#### TEXT SHOWN:
※

# K-means Clustering - Technology Firm's Hacked Data

Aim - Use hacked data assembled by forensic engineers of a Technology Firm to identify the number of hackers that perpetrated the attack.

The features of the data are as follows:

* 'Session_Connection_Time': How long the session lasted in minutes
* 'Bytes Transferred': Number of MB transferred during session
* 'Kali_Trace_Used': Indicates if the hacker was using Kali Linux
* 'Servers_Corrupted': Number of server corrupted during the attack
* 'Pages_Corrupted': Number of pages illegally accessed
* 'Location': Location attack came from (Probably useless because the hackers used VPNs)
* 'WPM_Typing_Speed': Their estimated typing speed based on session logs.

One key evidence - The forensic engineer knows that the hackers trade off attacks. Meaning they should each have roughly the same amount of attacks. For example if there were 100 total attacks, then in a 2 hacker situation each should have about 50 hacks, in a three hacker situation each would have about 33 hacks.

Steps to follow: 

1. Create a Spark Session and load data
2. Check for missing values (if yes, drop or fill them)
3. Check whether or not data is in the format - features (since it's unsupervised learning we do not need labels) 
4. If not in 'features' format, assemble the features using an assembler.
5. Scale the features to avoid curse of high dimensionality (even if there aren't many features it's a good practise to employ scaling of features in unsupervised learning)
6. Import Kmeans and create it's instance
5. Create multiple models of different number of clusters and employ elbow method to identify a drop in WSSE for a particular number of custers
6. If this method fails to provide any evidence on the number of hackers then check the number of attacks of each hacker for multiple number of clusters. If for a particular number of clusters, the number of attacks by hackers are equal, we have the answer. 

In [1]:
# Create a spark session
from pyspark.sql import SparkSession
spark = SparkSession.builder.appName('cluster').getOrCreate()

In [2]:
# Loads data
data = spark.read.csv("hack_data.csv",header=True,inferSchema=True)

In [3]:
data.head().asDict()

{'Bytes Transferred': 391.09,
 'Kali_Trace_Used': 1,
 'Location': 'Slovenia',
 'Pages_Corrupted': 7.0,
 'Servers_Corrupted': 2.96,
 'Session_Connection_Time': 8.0,
 'WPM_Typing_Speed': 72.37}

All numerical features except for location, but the hackers would probably be using VPN so we could drop this feature.

In [4]:
# Check for any missing values
from pyspark.sql.functions import isnan, isnull, when, count, col

data.select([count(when(isnan(c)| isnull(c), c)).alias(c) for c in data.columns]).show()

+-----------------------+-----------------+---------------+-----------------+---------------+--------+----------------+
|Session_Connection_Time|Bytes Transferred|Kali_Trace_Used|Servers_Corrupted|Pages_Corrupted|Location|WPM_Typing_Speed|
+-----------------------+-----------------+---------------+-----------------+---------------+--------+----------------+
|                      0|                0|              0|                0|              0|       0|               0|
+-----------------------+-----------------+---------------+-----------------+---------------+--------+----------------+



In [5]:
# Get a summary of the data
data.describe().show()

※

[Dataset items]

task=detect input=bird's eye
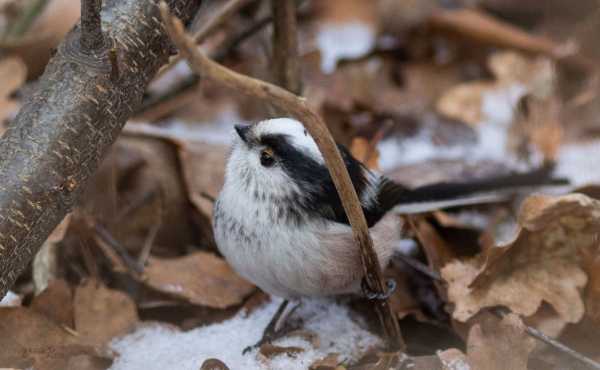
[260,150,275,167]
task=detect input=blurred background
[0,0,600,369]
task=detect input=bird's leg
[242,299,300,354]
[360,277,396,300]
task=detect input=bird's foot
[242,324,300,355]
[242,300,300,355]
[360,277,396,301]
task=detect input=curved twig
[161,3,404,349]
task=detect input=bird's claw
[361,278,396,301]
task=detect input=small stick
[92,222,144,275]
[81,0,104,52]
[138,198,163,266]
[271,0,302,95]
[157,0,249,77]
[160,1,405,349]
[136,15,273,116]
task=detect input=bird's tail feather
[382,166,569,214]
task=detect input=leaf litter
[0,0,600,370]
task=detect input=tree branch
[158,0,249,76]
[0,0,200,297]
[161,3,404,349]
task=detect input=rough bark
[0,0,200,298]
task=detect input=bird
[212,118,565,350]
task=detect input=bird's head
[226,118,329,198]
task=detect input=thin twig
[92,222,144,275]
[271,0,302,95]
[138,197,164,266]
[160,2,405,349]
[156,0,250,78]
[81,0,104,52]
[397,254,600,370]
[136,15,273,116]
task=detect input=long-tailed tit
[213,118,568,348]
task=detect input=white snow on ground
[0,290,21,307]
[556,140,600,186]
[317,22,376,74]
[110,299,381,370]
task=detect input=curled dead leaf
[74,279,139,346]
[31,279,74,328]
[441,194,600,323]
[0,307,110,370]
[200,358,229,370]
[436,52,556,126]
[582,246,600,325]
[308,353,340,370]
[350,137,379,171]
[144,252,255,308]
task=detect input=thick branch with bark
[161,4,404,349]
[0,0,200,297]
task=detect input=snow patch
[110,299,381,370]
[556,140,600,186]
[0,290,21,307]
[317,22,376,74]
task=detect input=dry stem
[157,0,249,77]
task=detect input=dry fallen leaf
[467,314,535,370]
[178,142,229,243]
[0,307,110,370]
[0,57,27,124]
[308,353,340,370]
[31,279,74,328]
[74,279,139,346]
[145,252,255,308]
[350,137,379,171]
[441,194,600,323]
[582,246,600,325]
[436,52,556,126]
[200,358,229,370]
[258,343,304,360]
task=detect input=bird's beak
[235,124,250,143]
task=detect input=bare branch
[158,0,250,76]
[0,0,200,297]
[161,3,404,349]
[271,0,302,95]
[81,0,104,52]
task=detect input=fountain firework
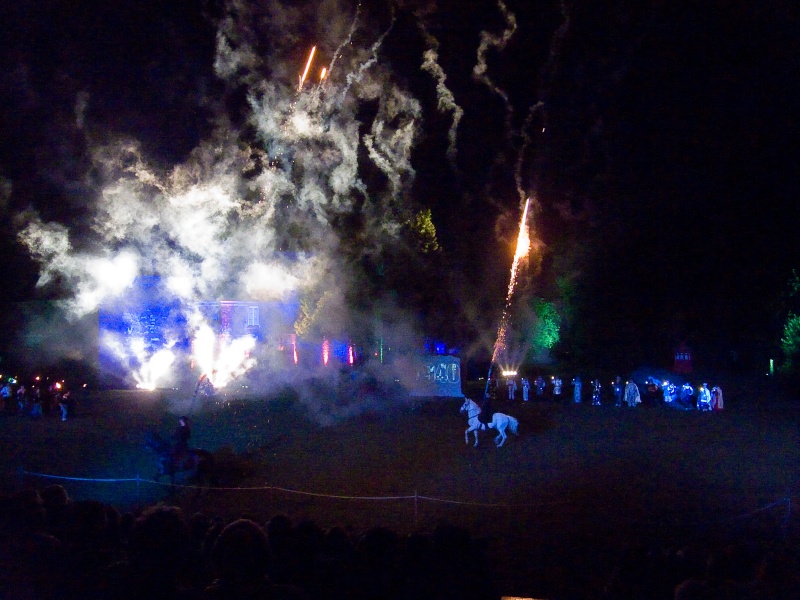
[486,198,531,393]
[14,0,422,388]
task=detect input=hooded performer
[711,385,723,412]
[625,381,642,408]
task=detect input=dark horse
[145,432,214,485]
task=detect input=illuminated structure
[98,277,462,397]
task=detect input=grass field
[0,380,800,595]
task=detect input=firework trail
[490,198,531,366]
[14,0,422,387]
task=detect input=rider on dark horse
[172,416,192,462]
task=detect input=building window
[247,306,258,327]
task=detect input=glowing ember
[134,348,175,391]
[297,46,317,92]
[192,323,256,388]
[490,198,531,372]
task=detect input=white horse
[461,397,519,448]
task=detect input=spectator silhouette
[202,519,306,600]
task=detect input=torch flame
[514,198,531,264]
[297,46,317,92]
[492,198,531,363]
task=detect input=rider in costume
[173,416,192,458]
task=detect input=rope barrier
[20,469,793,522]
[20,469,574,508]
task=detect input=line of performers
[506,375,724,412]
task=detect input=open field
[0,381,800,597]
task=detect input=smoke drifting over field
[7,0,552,422]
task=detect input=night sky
[0,0,800,376]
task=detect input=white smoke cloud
[422,30,464,166]
[472,0,517,130]
[12,0,434,400]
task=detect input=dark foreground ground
[0,380,800,598]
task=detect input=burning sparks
[297,46,321,92]
[192,323,256,388]
[492,198,531,364]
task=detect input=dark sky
[0,0,800,366]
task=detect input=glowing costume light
[322,340,331,365]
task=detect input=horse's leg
[497,427,506,448]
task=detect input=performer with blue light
[533,375,546,400]
[592,379,602,406]
[506,377,517,400]
[661,381,678,404]
[572,375,582,404]
[697,383,711,412]
[678,383,694,408]
[625,381,642,408]
[611,375,623,406]
[711,385,724,412]
[553,375,564,400]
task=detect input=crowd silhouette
[0,485,800,600]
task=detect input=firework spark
[297,46,317,92]
[492,198,531,364]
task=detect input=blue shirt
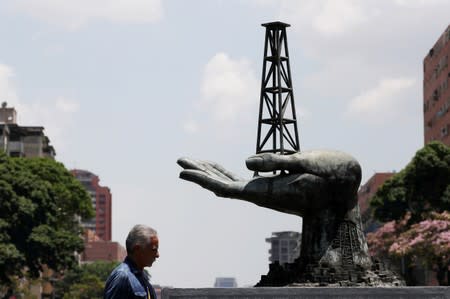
[103,257,157,299]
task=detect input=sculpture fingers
[180,169,240,198]
[211,162,244,181]
[177,158,236,180]
[245,153,300,172]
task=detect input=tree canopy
[370,141,450,223]
[0,153,94,284]
[367,142,450,285]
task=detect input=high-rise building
[0,102,56,159]
[214,277,237,288]
[80,229,127,262]
[266,231,302,265]
[423,25,450,145]
[71,169,112,241]
[358,172,395,233]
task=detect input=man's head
[126,224,159,270]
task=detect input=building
[214,277,237,288]
[81,229,127,262]
[266,231,302,265]
[358,172,395,233]
[71,169,112,241]
[423,25,450,145]
[0,102,56,159]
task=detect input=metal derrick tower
[256,22,300,155]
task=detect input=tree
[370,141,450,223]
[367,211,450,285]
[0,153,94,285]
[367,142,450,284]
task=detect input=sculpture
[178,150,401,286]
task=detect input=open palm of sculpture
[178,150,371,268]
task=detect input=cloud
[200,53,259,122]
[276,0,372,35]
[347,78,416,124]
[183,119,199,134]
[0,64,17,102]
[0,64,79,152]
[13,0,163,30]
[312,0,367,34]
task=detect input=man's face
[135,237,159,268]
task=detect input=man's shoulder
[110,262,133,279]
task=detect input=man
[103,224,159,299]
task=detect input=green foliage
[370,142,450,223]
[367,142,450,285]
[0,154,94,284]
[55,261,119,299]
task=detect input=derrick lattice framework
[256,22,300,155]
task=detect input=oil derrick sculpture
[178,22,401,286]
[256,22,300,155]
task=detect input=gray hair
[126,224,158,254]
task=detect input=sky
[0,0,450,287]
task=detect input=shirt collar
[123,256,142,275]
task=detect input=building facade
[0,103,56,159]
[423,25,450,145]
[266,231,302,265]
[80,229,127,262]
[358,172,395,233]
[71,169,112,241]
[214,277,237,288]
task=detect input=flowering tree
[367,211,450,285]
[367,142,450,284]
[389,211,450,285]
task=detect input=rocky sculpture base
[255,262,405,287]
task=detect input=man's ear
[133,244,141,254]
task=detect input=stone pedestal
[162,287,450,299]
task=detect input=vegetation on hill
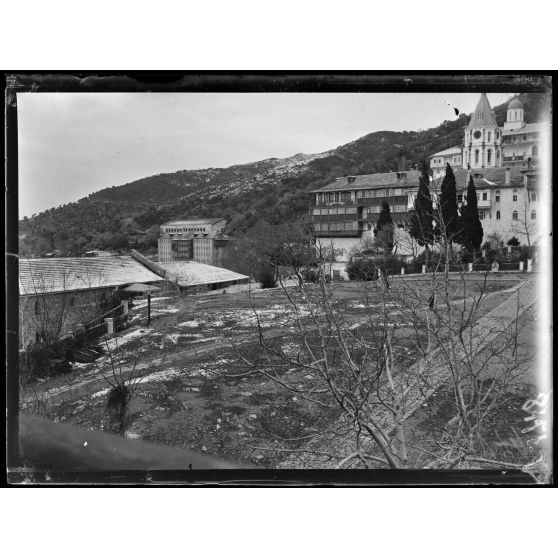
[19,94,549,256]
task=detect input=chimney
[397,151,407,172]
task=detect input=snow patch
[176,320,200,327]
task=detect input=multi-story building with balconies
[310,162,548,273]
[430,93,550,178]
[158,219,229,266]
[310,163,420,261]
[408,166,548,245]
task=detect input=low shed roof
[157,261,249,287]
[19,256,163,295]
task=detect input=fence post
[105,318,114,335]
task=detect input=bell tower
[463,93,502,169]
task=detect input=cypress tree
[376,201,393,254]
[409,161,434,247]
[459,175,484,252]
[440,163,459,242]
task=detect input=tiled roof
[161,218,224,227]
[469,93,497,126]
[312,170,421,193]
[448,167,526,190]
[157,261,248,287]
[502,122,550,136]
[19,256,163,295]
[430,147,462,157]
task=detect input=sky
[17,93,511,218]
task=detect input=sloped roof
[469,93,497,126]
[502,122,550,136]
[157,261,249,287]
[19,256,163,295]
[430,147,462,157]
[161,218,225,226]
[439,167,526,190]
[312,170,421,193]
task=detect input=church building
[430,93,550,178]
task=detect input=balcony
[314,229,362,238]
[477,199,492,209]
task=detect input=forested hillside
[19,94,549,256]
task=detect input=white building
[430,93,550,178]
[430,147,463,178]
[158,219,228,265]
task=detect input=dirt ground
[22,274,535,468]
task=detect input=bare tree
[237,221,544,474]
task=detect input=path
[277,277,539,468]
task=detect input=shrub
[345,260,378,281]
[258,264,277,289]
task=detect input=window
[531,145,539,157]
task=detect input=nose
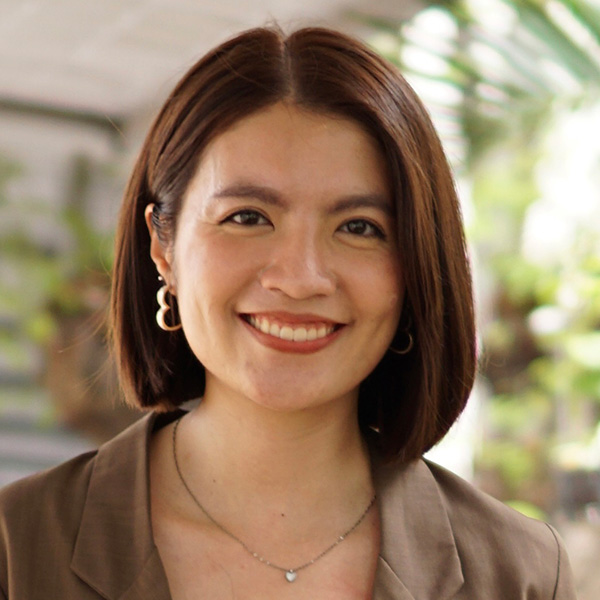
[260,231,337,300]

※

#### WHAT TO WORK ON:
1. Which data features does the K-means clustering notebook list and describe? Give every one.
2. In the K-means clustering notebook, swap "elbow method" for "elbow technique" and write out everything from "3. Check whether" down to "have the answer.".
3. Could you extend the K-means clustering notebook on the hacked data past its last line?

#### PER-TASK ANSWERS:
1.
- Session_Connection_Time
- Bytes Transferred
- Kali_Trace_Used
- Servers_Corrupted
- Pages_Corrupted
- Location
- WPM_Typing_Speed

2.
3. Check whether or not data is in the format - features (since it's unsupervised learning we do not need labels) 
4. If not in 'features' format, assemble the features using an assembler.
5. Scale the features to avoid curse of high dimensionality (even if there aren't many features it's a good practise to employ scaling of features in unsupervised learning)
6. Import Kmeans and create it's instance
5. Create multiple models of different number of clusters and employ elbow technique to identify a drop in WSSE for a particular number of custers
6. If this method fails to provide any evidence on the number of hackers then check the number of attacks of each hacker for multiple number of clusters. If for a particular number of clusters, the number of attacks by hackers are equal, we have the answer.

3.
+-------+-----------------------+------------------+------------------+-----------------+------------------+-----------+------------------+
|summary|Session_Connection_Time| Bytes Transferred|   Kali_Trace_Used|Servers_Corrupted|   Pages_Corrupted|   Location|  WPM_Typing_Speed|
+-------+-----------------------+------------------+------------------+-----------------+------------------+-----------+------------------+
|  count|                    334|               334|               334|              334|               334|        334|               334|
|   mean|     30.008982035928145| 607.2452694610777|0.5119760479041916|5.258502994011977|10.838323353293413|       null|57.342395209580864|
| stddev|     14.088200614636158|286.33593163576757|0.5006065264451406| 2.30190693339697|  3.06352633036022|       null| 13.41106336843464|
|    min|                    1.0|              10.0|                 0|              1.0|               6.0|Afghanistan|              40.0|
|    max|           

In [6]:
# Check columns
data.columns

['Session_Connection_Time',
 'Bytes Transferred',
 'Kali_Trace_Used',
 'Servers_Corrupted',
 'Pages_Corrupted',
 'Location',
 'WPM_Typing_Speed']

In [7]:
from pyspark.ml.feature import VectorAssembler

In [8]:
cols = ['Session_Connection_Time', 'Bytes Transferred', 'Kali_Trace_Used',
             'Servers_Corrupted', 'Pages_Corrupted','WPM_Typing_Speed']

In [9]:
assembler = VectorAssembler(inputCols = cols, outputCol='features')

In [10]:
final_data = assembler.transform(data)

In [11]:
final_data.printSchema()

root
 |-- Session_Connection_Time: double (nullable = true)
 |-- Bytes Transferred: double (nullable = true)
 |-- Kali_Trace_Used: integer (nullable = true)
 |-- Servers_Corrupted: double (nullable = true)
 |-- Pages_Corrupted: double (nullable = true)
 |-- Location: string (nullable = true)
 |-- WPM_Typing_Speed: double (nullable = true)
 |-- features: vector (nullable = true)



In [12]:
# Always better to scale the features to avoid curse of dimensionality

from pyspark.ml.feature import StandardScaler

In [13]:
# Scale with respect to standard deviation

scaler = StandardScaler(inputCol="features", 
                        outputCol="scaledFeatures", 
                        withStd=True, 
                        withMean=False)

In [14]:
# Compute summary statistics by fitting the StandardScaler
scalerModel = scaler.fit(final_data)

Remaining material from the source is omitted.